Given problem. Everything from the line containing "Target: mask eye" to the last line of the records must be returned verbatim; nothing else belongs in the output.

-- BEGIN --

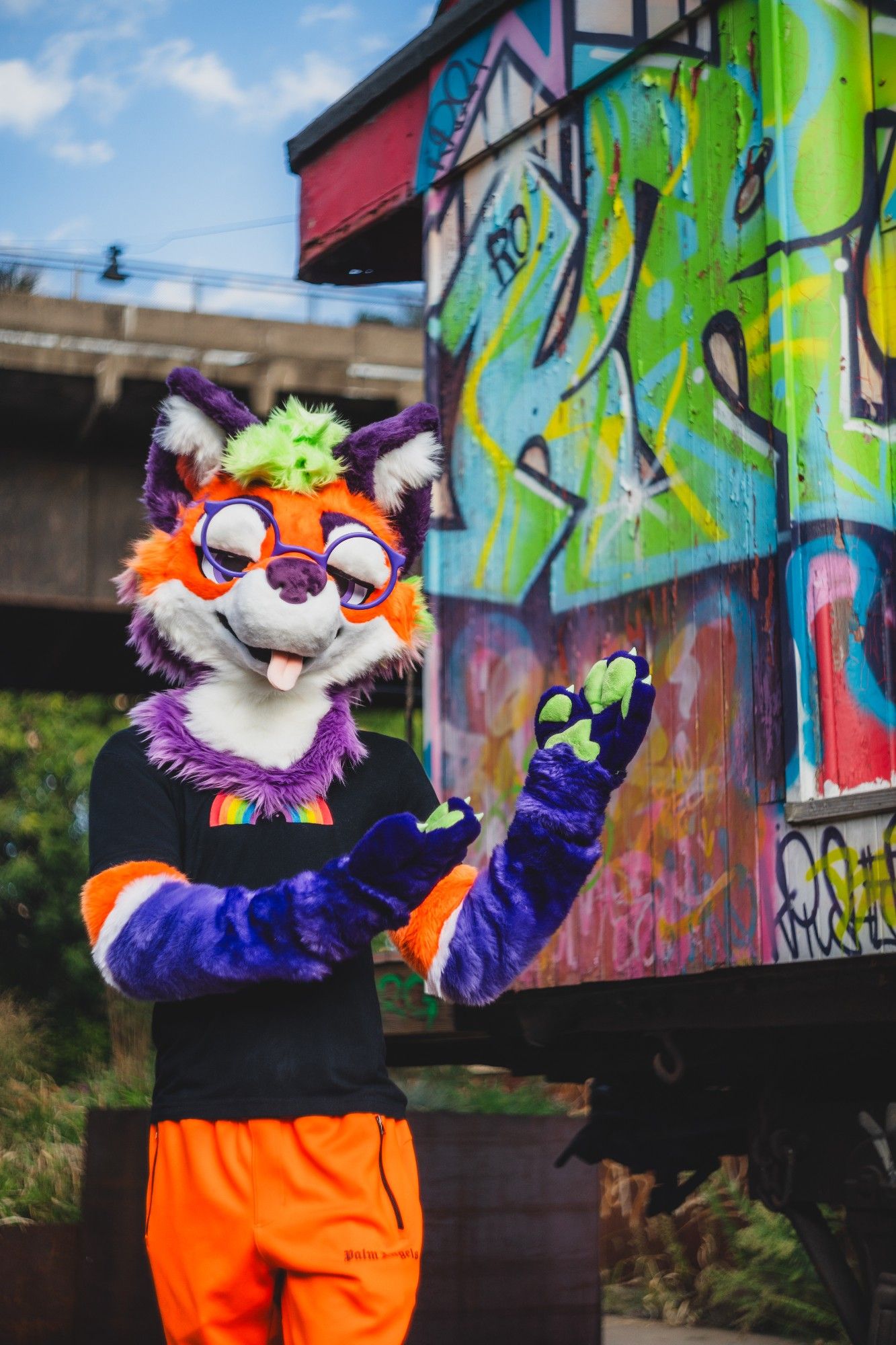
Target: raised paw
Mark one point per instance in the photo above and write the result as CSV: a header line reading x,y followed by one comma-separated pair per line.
x,y
407,859
607,720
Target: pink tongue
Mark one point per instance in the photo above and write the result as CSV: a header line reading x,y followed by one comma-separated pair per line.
x,y
283,670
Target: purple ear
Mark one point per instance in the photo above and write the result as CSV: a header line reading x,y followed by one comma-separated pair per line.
x,y
194,423
395,463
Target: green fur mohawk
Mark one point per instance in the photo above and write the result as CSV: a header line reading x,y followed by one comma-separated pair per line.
x,y
294,451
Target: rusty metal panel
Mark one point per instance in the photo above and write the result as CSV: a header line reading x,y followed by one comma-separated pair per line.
x,y
647,301
361,180
116,1300
38,1284
510,1243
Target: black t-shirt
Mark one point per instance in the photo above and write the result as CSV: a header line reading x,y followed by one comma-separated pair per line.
x,y
276,1050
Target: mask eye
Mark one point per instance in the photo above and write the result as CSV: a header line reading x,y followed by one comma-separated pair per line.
x,y
235,540
352,592
358,567
228,562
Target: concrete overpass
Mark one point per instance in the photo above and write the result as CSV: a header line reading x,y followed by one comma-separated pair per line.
x,y
80,385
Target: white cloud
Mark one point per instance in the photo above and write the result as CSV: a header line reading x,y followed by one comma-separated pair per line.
x,y
103,95
30,96
327,14
205,79
83,154
202,77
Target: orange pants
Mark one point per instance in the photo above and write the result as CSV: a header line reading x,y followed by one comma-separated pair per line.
x,y
311,1227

-- END --

Written solution.
Target: mask eye
Mark one point per instance in the photo above and write the result as CSV: a header line reading x,y followed by one comma-separated pair per line.
x,y
235,540
352,592
358,567
228,562
Target: concrete overpass
Mark one point per instance in the photo above and write the result as CSV: a header line reading x,y followed by one comma-separated pair per line.
x,y
80,385
Target: white cloud
Mark one point per instance in the photo above and write the result as CSV: a header line reading x,y followed by one comma-separated pair per line.
x,y
103,95
30,96
327,14
205,79
83,154
202,77
Target: orange pants
Mark one point per instance in the photo above and write the result as CSV: a header line reading x,y followed by one comma-separated pair per line.
x,y
311,1227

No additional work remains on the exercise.